[Stored records]
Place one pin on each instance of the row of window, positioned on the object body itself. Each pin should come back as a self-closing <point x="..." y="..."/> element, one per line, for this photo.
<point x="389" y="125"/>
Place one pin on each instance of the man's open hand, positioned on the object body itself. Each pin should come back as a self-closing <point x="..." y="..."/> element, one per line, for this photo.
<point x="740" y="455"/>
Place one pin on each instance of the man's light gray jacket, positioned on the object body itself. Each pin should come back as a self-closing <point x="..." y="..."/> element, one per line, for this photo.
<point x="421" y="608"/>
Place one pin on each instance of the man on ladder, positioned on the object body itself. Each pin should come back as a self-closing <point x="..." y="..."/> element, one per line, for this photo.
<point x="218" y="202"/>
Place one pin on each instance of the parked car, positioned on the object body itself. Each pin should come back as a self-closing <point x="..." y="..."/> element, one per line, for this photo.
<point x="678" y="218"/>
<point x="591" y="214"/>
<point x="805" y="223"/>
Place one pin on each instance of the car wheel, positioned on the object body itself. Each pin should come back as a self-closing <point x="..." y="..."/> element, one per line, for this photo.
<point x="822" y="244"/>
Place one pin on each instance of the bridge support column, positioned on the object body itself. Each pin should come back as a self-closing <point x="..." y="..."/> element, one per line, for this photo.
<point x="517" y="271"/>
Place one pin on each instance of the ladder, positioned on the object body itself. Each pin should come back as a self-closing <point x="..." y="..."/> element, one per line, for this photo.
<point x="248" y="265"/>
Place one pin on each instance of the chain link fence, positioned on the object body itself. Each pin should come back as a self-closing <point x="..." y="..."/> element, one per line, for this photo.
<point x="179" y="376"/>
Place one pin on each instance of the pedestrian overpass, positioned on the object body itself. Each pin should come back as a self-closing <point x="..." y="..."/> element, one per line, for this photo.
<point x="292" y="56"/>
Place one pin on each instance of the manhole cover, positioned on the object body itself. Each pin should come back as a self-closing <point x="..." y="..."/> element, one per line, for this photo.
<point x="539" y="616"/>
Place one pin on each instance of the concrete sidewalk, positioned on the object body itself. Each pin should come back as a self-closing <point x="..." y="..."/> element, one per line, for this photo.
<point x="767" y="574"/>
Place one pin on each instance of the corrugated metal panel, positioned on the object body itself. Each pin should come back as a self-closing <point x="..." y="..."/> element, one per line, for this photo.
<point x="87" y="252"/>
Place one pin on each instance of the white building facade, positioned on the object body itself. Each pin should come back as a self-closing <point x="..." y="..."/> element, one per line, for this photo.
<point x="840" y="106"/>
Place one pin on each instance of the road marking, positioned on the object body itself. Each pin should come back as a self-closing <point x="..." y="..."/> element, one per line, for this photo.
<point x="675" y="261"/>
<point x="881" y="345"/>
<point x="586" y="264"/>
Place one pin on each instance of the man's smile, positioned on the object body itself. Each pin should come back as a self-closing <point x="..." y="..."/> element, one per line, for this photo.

What you should do: Every record should be output precisely as it was given.

Result below:
Place one pin on each instance of the row of window, positioned on the object body itself. Each pin should come back as a self-closing <point x="..." y="..."/> element, one per line, for this photo.
<point x="389" y="125"/>
Place one pin on each instance of the man's open hand, positioned on the object body itself. Each pin should come back as a self-closing <point x="..." y="..."/> element, one per line, for this photo.
<point x="740" y="455"/>
Place one pin on each instance of the man's light gray jacket, positioned on the object body itself. Each pin should come back as a self-closing <point x="..." y="..."/> element, one per line, for this photo.
<point x="421" y="608"/>
Place one pin on each instance of the man on ladder, positioned on the object body itself. Each pin should come back as a self-closing <point x="..." y="..."/> element, one per line, for this photo.
<point x="218" y="202"/>
Place one pin on each instance of the parked car, positioned on the object body itself. Each pin should come back as a self-closing <point x="..." y="..."/> element, one per line, for this photo.
<point x="678" y="218"/>
<point x="591" y="214"/>
<point x="805" y="223"/>
Place one pin on each instance of the car wheel, positioned on the object body itself. Each pin should come back as a self-closing <point x="..." y="..."/> element, one per line, for this photo.
<point x="822" y="244"/>
Place one pin on each instance of the bridge support column, positioned on the object body itself. Each pin should come back as a self-closing <point x="..." y="..."/> element, one per line, for this photo.
<point x="517" y="271"/>
Place one pin on each instance of the ladder, positioned on the object body itself. Each pin should come back as a self-closing <point x="..." y="..."/> element, one per line, for this photo.
<point x="248" y="265"/>
Place one pin on each instance of the chain link fence, positioned on the object body itself. Each pin should come back as a self-closing <point x="..." y="..."/> element, one per line, for this photo.
<point x="179" y="376"/>
Place one pin on each instance of the pedestrian overpass, positioned on the object body itself. Each pin should come back as a self-closing <point x="..." y="..."/> element, one per line, for this photo.
<point x="292" y="56"/>
Place one pin on each instance of the manhole cover, positioned on the object body itself. Each pin should come back as a self-closing <point x="..." y="..."/> element, one per line, for this photo.
<point x="539" y="616"/>
Place one pin on each instance of the concrete sidewalk, positioned on the object body itself. Each pin should come back as a self-closing <point x="..." y="..."/> element, one per line, for this photo.
<point x="767" y="574"/>
Place one pin on each instance of the corrugated metal panel, positioned on the object body itself. Each pin should come back as a self-closing <point x="..." y="..."/> element, one per line, for this photo.
<point x="87" y="252"/>
Place one pin on each instance of the white building facade, positioned on the object body itself. Each pin should come back as a self-closing <point x="..." y="..."/> element, one per line, for this photo.
<point x="840" y="106"/>
Place one pin on each instance of the road marking, positioned on the object body itself. Each pin should come back as a self-closing <point x="..." y="..."/> element, one per line, for this photo.
<point x="675" y="261"/>
<point x="881" y="345"/>
<point x="586" y="264"/>
Place one pin on each instance of the man's smile, positioned on the object body itself. Each pin should come back as a self-closing <point x="..." y="..."/> element, one per line, for this photo.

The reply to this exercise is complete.